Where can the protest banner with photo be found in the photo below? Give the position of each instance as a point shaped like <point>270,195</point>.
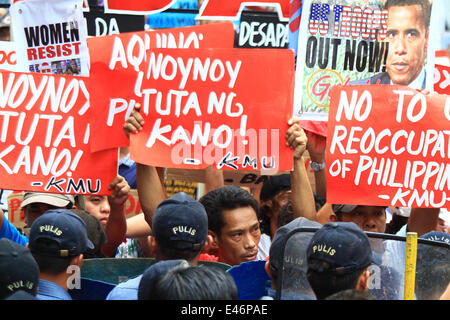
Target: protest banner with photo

* * *

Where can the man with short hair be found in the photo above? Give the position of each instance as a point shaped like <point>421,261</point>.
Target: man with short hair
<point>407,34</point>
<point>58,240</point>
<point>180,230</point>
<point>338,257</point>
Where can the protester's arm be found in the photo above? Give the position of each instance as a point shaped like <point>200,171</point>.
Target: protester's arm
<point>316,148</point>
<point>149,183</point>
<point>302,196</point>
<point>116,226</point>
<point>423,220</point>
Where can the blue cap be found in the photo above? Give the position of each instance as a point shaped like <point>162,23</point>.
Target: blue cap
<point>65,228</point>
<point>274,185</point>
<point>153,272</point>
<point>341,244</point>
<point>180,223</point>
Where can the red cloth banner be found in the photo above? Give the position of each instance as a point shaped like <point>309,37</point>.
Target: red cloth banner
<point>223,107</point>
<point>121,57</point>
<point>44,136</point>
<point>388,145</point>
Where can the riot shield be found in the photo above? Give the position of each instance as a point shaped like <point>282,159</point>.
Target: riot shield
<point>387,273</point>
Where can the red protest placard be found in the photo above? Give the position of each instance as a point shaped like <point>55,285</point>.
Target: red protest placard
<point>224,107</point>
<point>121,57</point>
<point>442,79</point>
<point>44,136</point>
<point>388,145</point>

---

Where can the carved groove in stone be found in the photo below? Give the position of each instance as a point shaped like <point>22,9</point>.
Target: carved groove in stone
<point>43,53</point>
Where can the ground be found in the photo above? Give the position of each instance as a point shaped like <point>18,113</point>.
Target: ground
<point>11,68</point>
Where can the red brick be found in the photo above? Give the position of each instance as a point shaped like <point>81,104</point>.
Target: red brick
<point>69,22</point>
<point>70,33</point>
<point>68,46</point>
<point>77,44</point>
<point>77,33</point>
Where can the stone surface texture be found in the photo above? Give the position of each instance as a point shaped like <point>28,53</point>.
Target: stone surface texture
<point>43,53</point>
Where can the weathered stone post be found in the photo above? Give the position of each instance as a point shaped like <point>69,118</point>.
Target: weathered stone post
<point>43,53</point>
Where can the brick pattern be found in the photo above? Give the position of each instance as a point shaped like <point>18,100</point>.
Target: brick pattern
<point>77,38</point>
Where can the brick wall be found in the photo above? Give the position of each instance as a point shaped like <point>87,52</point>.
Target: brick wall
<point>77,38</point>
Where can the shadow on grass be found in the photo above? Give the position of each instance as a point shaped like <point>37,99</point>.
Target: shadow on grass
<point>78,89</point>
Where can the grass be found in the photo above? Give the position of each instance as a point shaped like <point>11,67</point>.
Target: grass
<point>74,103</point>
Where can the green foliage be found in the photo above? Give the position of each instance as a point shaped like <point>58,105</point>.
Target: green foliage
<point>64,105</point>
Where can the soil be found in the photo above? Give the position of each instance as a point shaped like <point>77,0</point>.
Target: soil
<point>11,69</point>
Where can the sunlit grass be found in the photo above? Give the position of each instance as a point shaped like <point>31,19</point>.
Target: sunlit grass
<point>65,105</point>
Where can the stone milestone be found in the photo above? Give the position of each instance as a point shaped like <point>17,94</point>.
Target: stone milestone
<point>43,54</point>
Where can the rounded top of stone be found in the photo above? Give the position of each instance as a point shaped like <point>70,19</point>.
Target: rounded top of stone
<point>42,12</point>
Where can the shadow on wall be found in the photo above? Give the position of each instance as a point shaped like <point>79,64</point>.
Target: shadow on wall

▶ [Problem statement]:
How would the material from the line with "Where can the protest banner" up to and including the line with "Target: protest banner with photo" look as a JSON list of strings, one string per line, with blank lines and the picture left out?

▶ [Solution for this task]:
[
  "Where can the protest banner with photo be found in the photo below? Give the position of each instance as a point shaped like <point>270,195</point>.",
  "Target: protest banner with photo"
]